- [Task prompt]:
Exactly the lines from the one holding "In this picture, where can the green" through the last line of the listing below must appear in the answer, and no pictures.

=-=-=

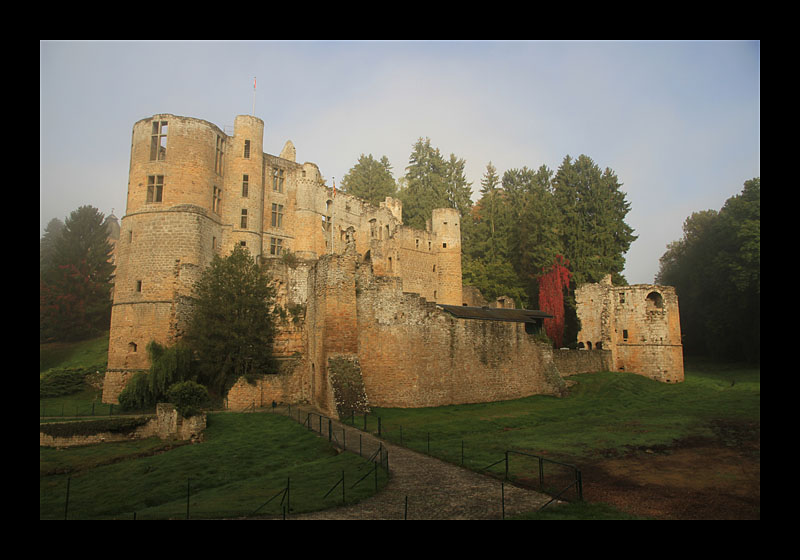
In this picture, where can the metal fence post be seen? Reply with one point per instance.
(66, 502)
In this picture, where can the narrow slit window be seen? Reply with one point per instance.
(216, 199)
(220, 151)
(277, 215)
(155, 188)
(275, 246)
(158, 141)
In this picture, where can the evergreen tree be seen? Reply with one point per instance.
(370, 179)
(534, 224)
(426, 184)
(232, 327)
(716, 271)
(593, 232)
(47, 243)
(75, 278)
(458, 191)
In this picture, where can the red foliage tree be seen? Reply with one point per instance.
(551, 297)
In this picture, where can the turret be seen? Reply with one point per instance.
(242, 201)
(446, 228)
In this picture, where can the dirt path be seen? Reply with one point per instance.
(433, 489)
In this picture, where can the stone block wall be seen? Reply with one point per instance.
(638, 324)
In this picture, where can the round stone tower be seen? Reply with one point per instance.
(446, 228)
(242, 203)
(169, 234)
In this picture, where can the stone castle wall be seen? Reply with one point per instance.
(638, 324)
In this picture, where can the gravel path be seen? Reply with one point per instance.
(433, 489)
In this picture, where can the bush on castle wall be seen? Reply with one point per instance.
(122, 426)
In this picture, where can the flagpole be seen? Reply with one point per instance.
(254, 96)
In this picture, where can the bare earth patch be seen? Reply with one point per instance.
(693, 479)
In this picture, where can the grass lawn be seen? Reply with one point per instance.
(605, 415)
(245, 460)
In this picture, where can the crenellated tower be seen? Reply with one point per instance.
(169, 234)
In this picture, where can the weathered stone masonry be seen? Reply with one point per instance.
(363, 293)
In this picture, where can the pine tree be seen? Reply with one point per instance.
(75, 278)
(593, 232)
(232, 327)
(370, 179)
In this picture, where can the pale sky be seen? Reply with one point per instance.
(678, 122)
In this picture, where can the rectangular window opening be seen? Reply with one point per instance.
(155, 188)
(158, 141)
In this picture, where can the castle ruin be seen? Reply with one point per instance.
(377, 314)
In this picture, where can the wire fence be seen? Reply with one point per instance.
(560, 481)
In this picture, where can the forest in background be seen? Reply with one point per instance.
(533, 234)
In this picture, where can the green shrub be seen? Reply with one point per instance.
(168, 365)
(90, 427)
(187, 397)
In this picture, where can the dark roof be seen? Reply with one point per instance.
(496, 313)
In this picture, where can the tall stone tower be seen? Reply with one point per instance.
(172, 228)
(446, 227)
(243, 204)
(639, 324)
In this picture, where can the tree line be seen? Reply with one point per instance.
(75, 275)
(525, 225)
(533, 235)
(716, 271)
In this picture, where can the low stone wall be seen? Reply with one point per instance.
(570, 362)
(166, 424)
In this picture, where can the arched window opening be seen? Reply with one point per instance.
(655, 300)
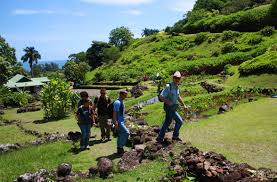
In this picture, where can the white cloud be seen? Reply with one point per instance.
(182, 5)
(118, 2)
(132, 12)
(46, 12)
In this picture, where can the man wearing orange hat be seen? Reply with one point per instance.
(170, 95)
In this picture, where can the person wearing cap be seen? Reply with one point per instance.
(101, 103)
(170, 95)
(118, 118)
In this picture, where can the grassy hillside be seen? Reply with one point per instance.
(203, 53)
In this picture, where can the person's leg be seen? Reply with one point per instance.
(123, 135)
(87, 134)
(168, 120)
(108, 128)
(83, 137)
(179, 123)
(102, 126)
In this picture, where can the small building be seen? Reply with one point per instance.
(23, 83)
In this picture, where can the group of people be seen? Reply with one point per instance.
(110, 114)
(89, 113)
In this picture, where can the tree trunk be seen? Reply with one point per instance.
(31, 67)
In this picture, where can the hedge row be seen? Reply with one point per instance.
(266, 63)
(248, 20)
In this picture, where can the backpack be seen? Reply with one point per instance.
(110, 109)
(161, 92)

=-=-=

- [Problem solution]:
In this picture, where can the green shrub be seen? Reply with one point per instance.
(168, 365)
(90, 427)
(187, 397)
In this picture, where can the dark roof be seen? Reply with one point per instance.
(496, 313)
In this picture, where can the tall stone tower be seen? Reply with one point per instance.
(172, 228)
(446, 227)
(243, 204)
(639, 324)
In this picture, where can the tree line be seen? Reply with one point per instance.
(75, 275)
(525, 225)
(533, 235)
(716, 271)
In this picture, where can the low stone wall be seen? Reply with one point per instance.
(570, 362)
(166, 424)
In this picture, where can the arched window opening be seen? Reply with one point per instance.
(655, 300)
In this picture, where can the white cloud be seen? Reply with one point per instance.
(182, 5)
(118, 2)
(132, 12)
(46, 12)
In this picture, where can the man wearing orange hat be seen? Reply with one point per instance.
(170, 95)
In this picture, where can the person wearing cap be seen? Reply with one point per instance.
(101, 103)
(170, 95)
(118, 118)
In this picture, where can the grassy hillside be seen? Reply with one point per instance.
(203, 53)
In this picture, where can the person's leg be seen? Reply with one point per instance.
(123, 135)
(87, 134)
(168, 120)
(108, 128)
(83, 137)
(179, 123)
(102, 126)
In this picture, where can the small building be seen? Reply with one point per instance.
(23, 83)
In this picture, where can the group of people be seen? Reply with one point per instance.
(110, 114)
(89, 113)
In this picture, where can the tree trunk be seen? Reply with one point per instance.
(31, 67)
In this picture, where can the hedge row be seen? Reply with one point per instance.
(266, 63)
(248, 20)
In this picture, where can the backpack be seen? Reply with one point per instance.
(110, 109)
(161, 92)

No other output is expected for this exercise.